§ **ÉNONCÉ**
Dans l'extrait proposé, recopiez le passage allant de « 6. Marché intérieur » jusqu'à « propositions de règlements. », en remplaçant « Livre vert » par « document de consultation ».

§ **EXTRAIT PROPOSÉ**
·····

5. Politique monétaire

Propositions E 719 et E 720

Com (96) 496 et Com (96) 499

Les travaux de la délégation portant sur l'examen de ces propositions relatives à la mise en place de l'euro (cadre juridique, pacte de stabilité, nouveau mécanisme de change) ont fait l'objet d'un rapport d'information distinct de M. Jacques GENTON.

Le rapport de M. Jacques Genton :

" Euro et pacte de stabilité - Travaux de la délégation "

a été publié sous le n° 129 (1996-1997)

6. Marché intérieur

Proposition E 707

Com (96) 313 final


(Réunion de la délégation du 17 décembre 1996)

Présentation du texte par M. James Bordas :

La proposition d'acte communautaire E 707 vise à modifier le règlement sur les concentrations d'entreprises adopté en 1989. En janvier dernier, la Commission européenne avait publié un Livre vert concernant la révision du règlement sur les concentrations et la proposition E 707 fait suite à ce document.

La proposition E 707 compte en fait trois documents distincts : une communication de la Commission européenne et deux propositions de règlements.


Œ La première proposition de règlement tend à abaisser les seuils à partir desquels la Commission européenne est compétente pour examiner des opérations de concentration. Actuellement, la Commission européenne est compétente lorsque les conditions suivantes sont réalisées :

· le chiffre d'affaires sur le plan mondial de l'ensemble des entreprises concernées dépasse 5 milliards d'écus ;

· le chiffre d'affaires réalisé individuellement dans la Communauté par au moins deux des entreprises concernées dépasse 250 millions d'écus.

·····

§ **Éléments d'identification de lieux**

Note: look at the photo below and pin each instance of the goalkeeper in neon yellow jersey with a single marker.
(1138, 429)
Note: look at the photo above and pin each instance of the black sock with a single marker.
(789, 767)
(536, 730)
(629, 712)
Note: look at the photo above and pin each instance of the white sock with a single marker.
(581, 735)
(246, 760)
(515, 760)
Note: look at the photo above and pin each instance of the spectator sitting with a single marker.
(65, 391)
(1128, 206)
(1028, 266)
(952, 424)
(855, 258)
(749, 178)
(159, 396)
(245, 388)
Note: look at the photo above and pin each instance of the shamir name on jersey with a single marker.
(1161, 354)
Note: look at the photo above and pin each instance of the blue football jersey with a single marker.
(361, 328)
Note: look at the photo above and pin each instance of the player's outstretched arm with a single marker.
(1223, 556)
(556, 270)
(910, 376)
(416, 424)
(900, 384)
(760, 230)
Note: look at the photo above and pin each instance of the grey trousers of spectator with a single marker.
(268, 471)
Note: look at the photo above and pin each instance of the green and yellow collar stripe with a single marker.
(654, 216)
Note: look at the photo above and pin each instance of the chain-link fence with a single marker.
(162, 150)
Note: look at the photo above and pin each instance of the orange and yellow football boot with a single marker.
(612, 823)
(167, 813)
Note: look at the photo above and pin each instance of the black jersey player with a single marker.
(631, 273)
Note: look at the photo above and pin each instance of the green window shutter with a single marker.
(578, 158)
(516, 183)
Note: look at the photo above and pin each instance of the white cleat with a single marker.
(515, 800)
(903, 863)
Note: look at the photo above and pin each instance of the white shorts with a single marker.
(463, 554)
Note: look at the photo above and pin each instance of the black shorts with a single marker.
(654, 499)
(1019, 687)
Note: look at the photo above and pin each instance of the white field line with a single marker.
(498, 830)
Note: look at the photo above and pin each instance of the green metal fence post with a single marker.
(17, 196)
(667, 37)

·····

§ **RÉPONSE COMPLÈTE**
6. Marché intérieur

Proposition E 707

Com (96) 313 final


(Réunion de la délégation du 17 décembre 1996)

Présentation du texte par M. James Bordas :

La proposition d'acte communautaire E 707 vise à modifier le règlement sur les concentrations d'entreprises adopté en 1989. En janvier dernier, la Commission européenne avait publié un document de consultation concernant la révision du règlement sur les concentrations et la proposition E 707 fait suite à ce document.

La proposition E 707 compte en fait trois documents distincts : une communication de la Commission européenne et deux propositions de règlements.